ACTIONS À MENER.
[a] Selon l'extrait sur la pollution de l'esprit, pourquoi ne devrait-on pas s'habituer aux produits qui polluent l'esprit et le cœur ? Répondez en une à trois phrases.
[b] Recopiez sans rien changer les lignes des enregistrements, en commençant à la ligne qui contient « Exercise. Spot the storefront » et en terminant à la ligne qui contient « (1230, 158) ».

EXTRAIT DE PAGE.

Alors qu'il ne faut pas s'habituer aux poisons de l'air - et pour cela
l'engagement écologique représente aujourd'hui une priorité -, on devrait
agir de même pour ce qui corrompt l'esprit. Il semble au contraire que l'on
s'habitue sans difficulté à tant de produits qui polluent l'esprit et le
cœur et circulent dans notre société - par exemple les images qui font un
spectacle du plaisir, de la violence ou du mépris de l'homme et de la femme
-. C'est aussi cela la liberté, dit-on, sans reconnaître que tout cela
pollue, intoxique l'esprit, surtout des nouvelles générations, et finit
ensuite par conditionner la liberté elle-même. La métaphore du vent
impétueux de Pentecôte fait penser au contraire à quel point il est précieux
de respirer un air propre, un air physique, par les poumons, et par le cœur,
un air spirituel, l'air salubre de l'esprit qui est l'amour !

LES ENREGISTREMENTS.

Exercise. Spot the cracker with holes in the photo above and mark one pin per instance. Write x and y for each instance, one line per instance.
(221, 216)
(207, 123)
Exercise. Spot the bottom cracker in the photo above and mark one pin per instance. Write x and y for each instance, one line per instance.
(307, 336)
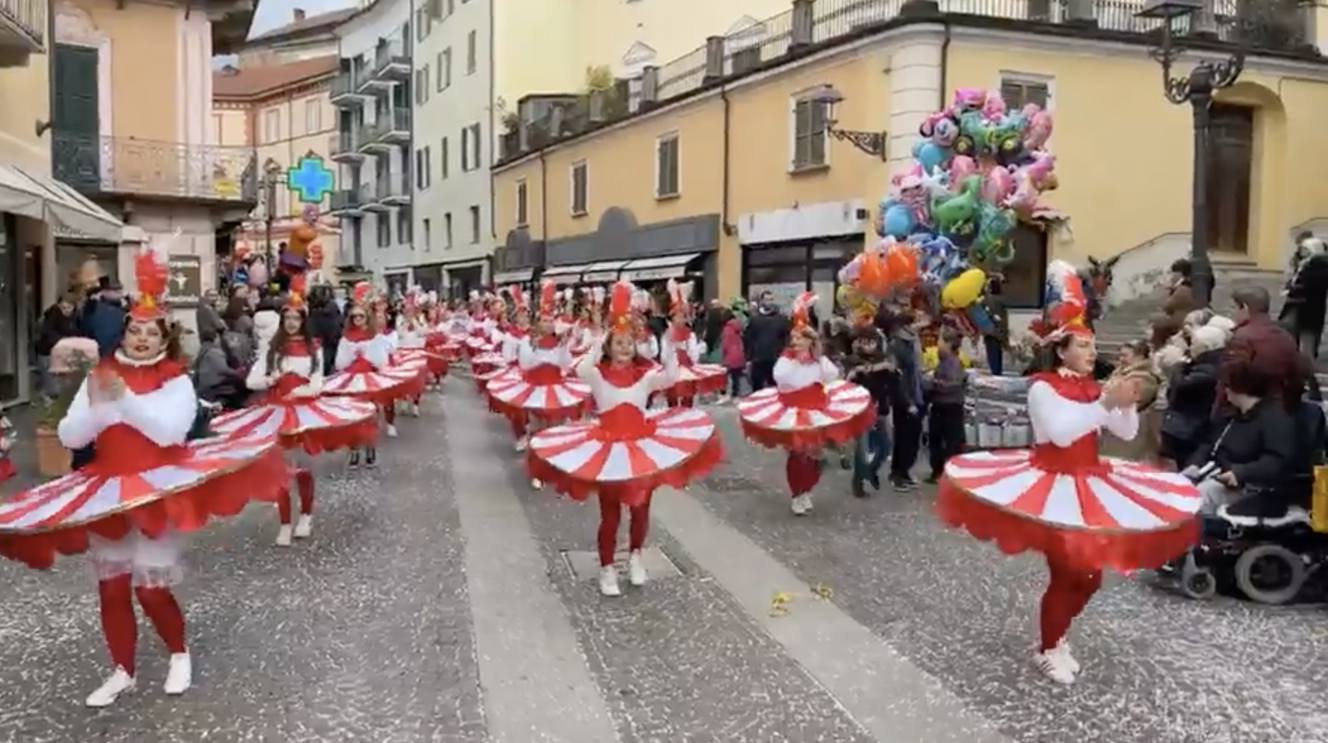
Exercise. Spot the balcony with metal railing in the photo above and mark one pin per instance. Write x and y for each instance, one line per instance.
(149, 168)
(343, 146)
(392, 60)
(23, 29)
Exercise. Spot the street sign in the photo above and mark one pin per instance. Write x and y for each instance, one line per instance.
(311, 181)
(185, 283)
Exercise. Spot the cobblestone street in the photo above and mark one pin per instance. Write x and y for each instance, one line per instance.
(442, 600)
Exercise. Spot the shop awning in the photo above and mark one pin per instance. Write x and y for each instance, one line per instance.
(514, 277)
(659, 267)
(604, 271)
(56, 204)
(565, 274)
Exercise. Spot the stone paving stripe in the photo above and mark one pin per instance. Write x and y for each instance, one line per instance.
(889, 697)
(537, 686)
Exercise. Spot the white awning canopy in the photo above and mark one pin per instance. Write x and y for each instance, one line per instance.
(519, 275)
(56, 204)
(659, 267)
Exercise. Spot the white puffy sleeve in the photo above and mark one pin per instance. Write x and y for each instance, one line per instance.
(256, 378)
(164, 415)
(1064, 422)
(829, 372)
(84, 422)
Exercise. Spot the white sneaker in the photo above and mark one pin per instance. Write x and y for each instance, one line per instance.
(118, 683)
(1053, 665)
(636, 568)
(608, 581)
(181, 674)
(1063, 649)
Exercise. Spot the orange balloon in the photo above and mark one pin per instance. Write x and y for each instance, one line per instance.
(902, 265)
(874, 277)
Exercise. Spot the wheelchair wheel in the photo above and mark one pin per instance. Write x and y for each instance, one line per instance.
(1270, 574)
(1198, 582)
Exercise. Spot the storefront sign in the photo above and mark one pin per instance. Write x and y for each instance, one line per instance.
(185, 283)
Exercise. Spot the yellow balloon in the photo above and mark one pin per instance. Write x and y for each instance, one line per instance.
(963, 290)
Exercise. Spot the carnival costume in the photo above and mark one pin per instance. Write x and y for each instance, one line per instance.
(693, 378)
(146, 488)
(627, 452)
(1084, 512)
(365, 372)
(541, 390)
(808, 408)
(291, 376)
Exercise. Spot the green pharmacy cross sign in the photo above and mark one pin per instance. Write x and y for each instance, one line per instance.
(311, 180)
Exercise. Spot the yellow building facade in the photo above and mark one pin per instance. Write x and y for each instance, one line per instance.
(782, 193)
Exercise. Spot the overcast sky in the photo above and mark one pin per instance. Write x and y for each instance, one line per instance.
(272, 13)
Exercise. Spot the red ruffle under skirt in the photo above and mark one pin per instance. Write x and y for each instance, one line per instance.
(1121, 550)
(186, 511)
(632, 492)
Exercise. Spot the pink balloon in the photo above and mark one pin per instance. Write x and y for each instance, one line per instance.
(960, 168)
(997, 186)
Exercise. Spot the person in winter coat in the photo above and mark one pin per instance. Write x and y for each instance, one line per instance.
(732, 354)
(871, 367)
(1252, 448)
(765, 338)
(1191, 395)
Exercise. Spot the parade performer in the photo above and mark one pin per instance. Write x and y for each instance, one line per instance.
(808, 408)
(1084, 513)
(539, 392)
(695, 378)
(290, 372)
(146, 487)
(627, 452)
(364, 370)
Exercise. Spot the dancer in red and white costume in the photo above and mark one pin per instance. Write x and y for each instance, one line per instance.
(808, 410)
(693, 378)
(290, 372)
(364, 370)
(146, 488)
(539, 392)
(627, 452)
(1082, 512)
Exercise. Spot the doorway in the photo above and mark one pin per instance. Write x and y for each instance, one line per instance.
(1230, 158)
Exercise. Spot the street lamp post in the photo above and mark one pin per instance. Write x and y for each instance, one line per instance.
(870, 142)
(1197, 88)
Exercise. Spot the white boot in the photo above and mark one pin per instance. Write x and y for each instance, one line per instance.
(117, 683)
(636, 568)
(181, 674)
(1053, 665)
(608, 581)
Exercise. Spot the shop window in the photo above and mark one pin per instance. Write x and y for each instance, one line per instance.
(1027, 273)
(665, 166)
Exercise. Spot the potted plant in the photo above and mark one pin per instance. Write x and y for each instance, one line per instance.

RÉSULTATS.
[a] Ces produits, comme les images qui font un spectacle du plaisir, de la violence ou du mépris de l'homme et de la femme, polluent et intoxiquent l'esprit, surtout celui des nouvelles générations. Ils finissent ensuite par conditionner la liberté elle-même.

[b]
Exercise. Spot the storefront sign in the photo above and mark one pin per instance. Write x and y for each instance, one line per instance.
(185, 283)
Exercise. Spot the yellow balloon in the photo above and mark one pin per instance. Write x and y for each instance, one line per instance.
(963, 290)
Exercise. Spot the carnival costume in the photo above and mark one pin per instance. Write x and y for each instance, one line per instance.
(693, 378)
(146, 488)
(627, 452)
(1084, 512)
(365, 372)
(541, 390)
(808, 408)
(291, 376)
Exercise. Spot the green pharmacy cross sign in the photo above and mark one pin per instance. Write x and y for each instance, one line per instance.
(311, 180)
Exercise. Spot the yellow building facade in the photo above and mark one pin per instance. Write x and y for each instance, one line per instance.
(782, 193)
Exercise. Spot the overcast sky in the photo above and mark one pin per instance. Write x and y for each instance, one line per instance.
(272, 13)
Exercise. Spot the red ruffle under skirt in the photo above and mark one pin per instance. Write x and y for each instance, one line per instance.
(1121, 550)
(186, 511)
(632, 492)
Exercise. Spot the pink balloon in the photo above and mark one pin per instance. Write x and y for each instance, one line per instance.
(960, 168)
(997, 186)
Exercise. Spot the person in winter coat in the photo above and mark one pin per instance. Write x and y for each instance, one line per instance.
(732, 354)
(871, 367)
(1252, 448)
(765, 338)
(1191, 395)
Exercise. Spot the parade performer in the photo above and mark one pin per instance. Write x and y for each instance, one line per instance.
(808, 408)
(1084, 513)
(539, 392)
(695, 378)
(290, 372)
(146, 487)
(627, 452)
(364, 370)
Exercise. Spot the dancer in red and white costume in the photo above and mark one pin per instance. Write x and y for each instance, one line per instance.
(808, 410)
(693, 378)
(290, 372)
(364, 370)
(146, 488)
(539, 392)
(627, 452)
(1082, 512)
Exercise. Spot the doorway in the photo above and mark one pin per instance. Write x and y for each instance, one line per instance.
(1230, 158)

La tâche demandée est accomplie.